■ Aim of the exercise
Using the entries below, return word for word the lines from the one containing "of the decorative" up to and including the last.
:::::
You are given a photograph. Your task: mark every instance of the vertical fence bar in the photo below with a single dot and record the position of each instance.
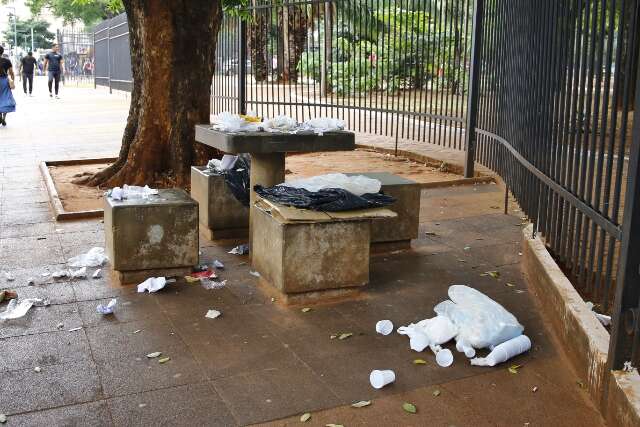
(474, 81)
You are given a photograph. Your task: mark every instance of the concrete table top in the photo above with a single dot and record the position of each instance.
(274, 142)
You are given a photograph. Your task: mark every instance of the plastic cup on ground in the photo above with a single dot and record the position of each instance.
(379, 379)
(384, 327)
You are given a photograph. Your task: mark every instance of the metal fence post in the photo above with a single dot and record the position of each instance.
(242, 68)
(625, 332)
(474, 88)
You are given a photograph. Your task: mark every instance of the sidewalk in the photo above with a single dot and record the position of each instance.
(260, 362)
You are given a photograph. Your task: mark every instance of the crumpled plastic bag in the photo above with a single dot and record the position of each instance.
(481, 321)
(152, 284)
(130, 192)
(94, 258)
(228, 122)
(358, 184)
(18, 308)
(281, 123)
(321, 125)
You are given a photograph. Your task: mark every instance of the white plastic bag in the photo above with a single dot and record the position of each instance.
(481, 321)
(358, 184)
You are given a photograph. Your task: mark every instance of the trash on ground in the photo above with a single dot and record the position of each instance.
(379, 379)
(18, 308)
(240, 250)
(505, 351)
(130, 192)
(107, 309)
(95, 257)
(152, 284)
(212, 314)
(384, 327)
(409, 407)
(8, 295)
(80, 273)
(212, 284)
(603, 318)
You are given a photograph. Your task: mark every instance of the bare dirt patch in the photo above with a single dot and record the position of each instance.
(77, 198)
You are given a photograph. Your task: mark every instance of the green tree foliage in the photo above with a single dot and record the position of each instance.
(42, 37)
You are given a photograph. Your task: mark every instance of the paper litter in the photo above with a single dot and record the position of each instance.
(95, 257)
(107, 309)
(152, 284)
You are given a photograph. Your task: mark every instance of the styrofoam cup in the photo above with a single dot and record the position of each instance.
(444, 358)
(384, 327)
(379, 379)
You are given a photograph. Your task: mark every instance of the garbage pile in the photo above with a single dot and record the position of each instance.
(228, 122)
(473, 320)
(333, 192)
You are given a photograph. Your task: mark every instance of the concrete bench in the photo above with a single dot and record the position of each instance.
(403, 228)
(151, 237)
(314, 255)
(222, 216)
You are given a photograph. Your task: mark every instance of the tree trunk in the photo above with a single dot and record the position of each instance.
(172, 59)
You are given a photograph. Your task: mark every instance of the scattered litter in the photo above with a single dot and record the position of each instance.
(409, 407)
(603, 318)
(379, 379)
(80, 273)
(212, 284)
(152, 284)
(212, 314)
(18, 308)
(384, 327)
(240, 250)
(107, 309)
(94, 258)
(305, 417)
(505, 351)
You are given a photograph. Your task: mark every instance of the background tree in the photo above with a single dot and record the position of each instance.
(42, 37)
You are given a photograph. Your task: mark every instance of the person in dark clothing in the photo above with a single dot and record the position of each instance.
(7, 103)
(28, 67)
(54, 64)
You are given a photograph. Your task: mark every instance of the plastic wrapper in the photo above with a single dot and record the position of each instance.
(357, 185)
(481, 321)
(327, 200)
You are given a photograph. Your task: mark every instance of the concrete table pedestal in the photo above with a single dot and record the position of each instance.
(152, 237)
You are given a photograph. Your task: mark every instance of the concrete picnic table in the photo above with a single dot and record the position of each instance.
(268, 150)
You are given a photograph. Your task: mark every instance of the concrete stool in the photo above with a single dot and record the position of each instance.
(307, 260)
(222, 216)
(151, 237)
(400, 230)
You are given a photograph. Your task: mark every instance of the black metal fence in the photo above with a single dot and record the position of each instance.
(112, 55)
(548, 88)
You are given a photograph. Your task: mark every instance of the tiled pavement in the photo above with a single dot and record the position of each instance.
(260, 361)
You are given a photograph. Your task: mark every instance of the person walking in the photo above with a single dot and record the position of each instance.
(54, 64)
(28, 65)
(7, 103)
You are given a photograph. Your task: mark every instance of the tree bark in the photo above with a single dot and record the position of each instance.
(172, 59)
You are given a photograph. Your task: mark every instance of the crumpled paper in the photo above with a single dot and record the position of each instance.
(152, 284)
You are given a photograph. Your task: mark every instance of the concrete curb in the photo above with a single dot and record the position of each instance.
(616, 394)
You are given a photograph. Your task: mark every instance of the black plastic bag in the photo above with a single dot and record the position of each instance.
(328, 200)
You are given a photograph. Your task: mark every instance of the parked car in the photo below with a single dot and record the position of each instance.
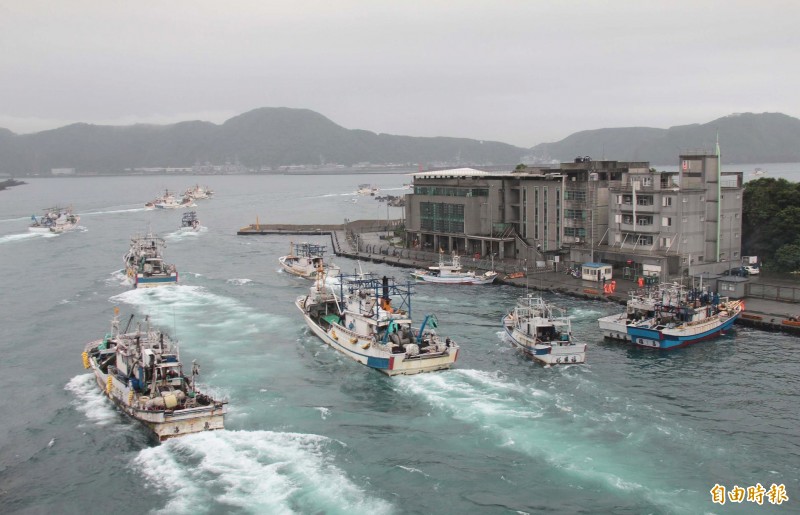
(738, 272)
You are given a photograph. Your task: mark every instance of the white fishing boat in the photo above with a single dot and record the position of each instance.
(369, 320)
(169, 201)
(54, 220)
(668, 316)
(144, 263)
(189, 221)
(453, 273)
(543, 331)
(141, 372)
(367, 189)
(198, 192)
(305, 259)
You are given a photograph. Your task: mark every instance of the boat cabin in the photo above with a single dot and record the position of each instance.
(596, 272)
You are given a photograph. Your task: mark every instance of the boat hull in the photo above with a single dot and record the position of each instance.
(151, 281)
(679, 337)
(614, 327)
(162, 424)
(390, 364)
(546, 354)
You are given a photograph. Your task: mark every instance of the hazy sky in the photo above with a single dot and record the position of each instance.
(521, 72)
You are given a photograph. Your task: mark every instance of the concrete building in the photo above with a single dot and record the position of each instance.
(641, 221)
(672, 223)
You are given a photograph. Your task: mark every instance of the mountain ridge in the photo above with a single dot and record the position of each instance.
(269, 137)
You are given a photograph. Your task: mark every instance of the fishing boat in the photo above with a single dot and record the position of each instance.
(369, 320)
(367, 189)
(305, 259)
(668, 316)
(54, 220)
(189, 221)
(170, 201)
(145, 265)
(543, 331)
(453, 273)
(141, 372)
(198, 192)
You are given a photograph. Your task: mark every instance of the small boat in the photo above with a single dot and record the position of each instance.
(145, 265)
(668, 316)
(198, 192)
(306, 259)
(369, 320)
(543, 331)
(367, 189)
(170, 201)
(189, 221)
(141, 372)
(452, 273)
(54, 220)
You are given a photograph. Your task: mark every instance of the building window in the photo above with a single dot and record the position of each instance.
(574, 195)
(442, 217)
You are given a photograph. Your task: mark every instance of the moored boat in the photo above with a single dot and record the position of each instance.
(668, 316)
(367, 189)
(453, 273)
(141, 372)
(198, 192)
(189, 221)
(305, 259)
(543, 331)
(369, 320)
(144, 263)
(54, 220)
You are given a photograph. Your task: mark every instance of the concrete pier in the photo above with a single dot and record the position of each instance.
(366, 240)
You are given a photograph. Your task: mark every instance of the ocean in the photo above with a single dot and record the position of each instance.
(308, 430)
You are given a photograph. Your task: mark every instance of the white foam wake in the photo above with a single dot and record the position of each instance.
(253, 471)
(10, 238)
(89, 400)
(193, 310)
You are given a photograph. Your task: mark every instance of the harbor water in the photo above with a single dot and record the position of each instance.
(309, 431)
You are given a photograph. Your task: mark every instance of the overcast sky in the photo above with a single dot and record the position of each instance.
(521, 72)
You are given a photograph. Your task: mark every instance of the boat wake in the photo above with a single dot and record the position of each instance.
(239, 282)
(195, 312)
(11, 238)
(90, 401)
(254, 472)
(115, 211)
(603, 448)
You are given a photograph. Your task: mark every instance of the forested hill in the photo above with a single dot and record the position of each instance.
(275, 137)
(744, 138)
(262, 137)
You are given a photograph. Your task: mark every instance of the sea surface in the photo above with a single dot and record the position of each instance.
(309, 431)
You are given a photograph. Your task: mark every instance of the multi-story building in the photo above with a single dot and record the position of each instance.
(671, 222)
(622, 213)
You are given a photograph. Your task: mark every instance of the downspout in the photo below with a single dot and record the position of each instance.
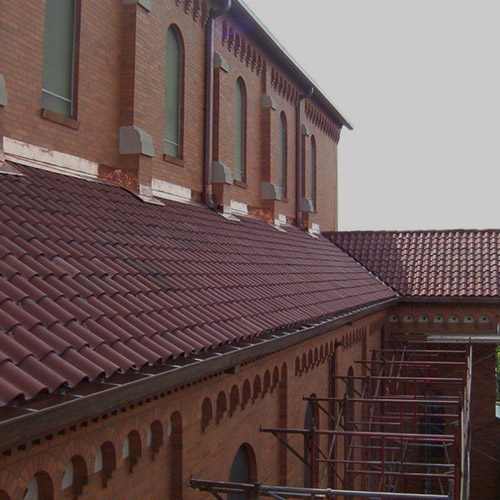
(209, 101)
(298, 147)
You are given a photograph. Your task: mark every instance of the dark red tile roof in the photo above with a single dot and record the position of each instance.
(93, 281)
(457, 263)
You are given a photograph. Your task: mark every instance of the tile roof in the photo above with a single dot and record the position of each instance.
(93, 281)
(455, 263)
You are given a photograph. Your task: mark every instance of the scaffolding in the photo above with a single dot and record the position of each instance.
(399, 431)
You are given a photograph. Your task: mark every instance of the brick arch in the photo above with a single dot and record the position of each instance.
(267, 382)
(45, 486)
(257, 387)
(109, 461)
(204, 13)
(45, 463)
(109, 434)
(304, 362)
(250, 462)
(79, 473)
(177, 451)
(246, 393)
(156, 429)
(134, 449)
(77, 447)
(234, 399)
(9, 483)
(132, 424)
(206, 413)
(220, 406)
(276, 377)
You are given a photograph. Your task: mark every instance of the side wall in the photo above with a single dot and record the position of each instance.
(448, 319)
(120, 82)
(203, 424)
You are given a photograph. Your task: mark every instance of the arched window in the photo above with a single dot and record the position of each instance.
(242, 470)
(75, 475)
(59, 57)
(105, 462)
(312, 167)
(283, 154)
(172, 127)
(240, 110)
(40, 487)
(310, 422)
(132, 450)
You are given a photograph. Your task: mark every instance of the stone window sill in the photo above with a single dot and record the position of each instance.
(60, 119)
(172, 159)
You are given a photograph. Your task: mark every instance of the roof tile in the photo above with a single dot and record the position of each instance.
(93, 281)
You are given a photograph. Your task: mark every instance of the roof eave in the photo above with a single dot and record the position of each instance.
(20, 429)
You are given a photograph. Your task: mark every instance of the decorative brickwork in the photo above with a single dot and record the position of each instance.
(241, 48)
(320, 120)
(284, 87)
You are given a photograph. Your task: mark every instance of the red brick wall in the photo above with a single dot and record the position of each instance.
(206, 452)
(21, 39)
(484, 425)
(121, 74)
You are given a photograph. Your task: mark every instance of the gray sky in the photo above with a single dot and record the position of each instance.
(420, 81)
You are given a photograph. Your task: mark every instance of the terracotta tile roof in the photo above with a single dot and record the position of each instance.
(458, 263)
(93, 281)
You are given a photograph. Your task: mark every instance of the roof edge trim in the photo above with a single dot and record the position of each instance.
:::::
■ Expected answer
You are given a photograph. Your task: mark every instance of the decorative brickwork in the photo above with a single dot and record the position of each instance.
(241, 48)
(320, 120)
(284, 87)
You are given a photograph. Your task: mark every instance of the red brick wall in the photo above with a single dot and record the position of each instance.
(206, 452)
(21, 39)
(484, 425)
(121, 74)
You are given a photograph. Your task: mark every instance of the gray sky in the photo above with a single dot and record the position of each instance.
(420, 81)
You are given a photograph. Your task: mark every instance of the terracotta tile roof in the photo above with a single dot and record the position of each instance.
(458, 263)
(93, 281)
You are given a photograph. Your task: mark every instance of the roof edge trim in the photo above with a single dot and record the position of each instance.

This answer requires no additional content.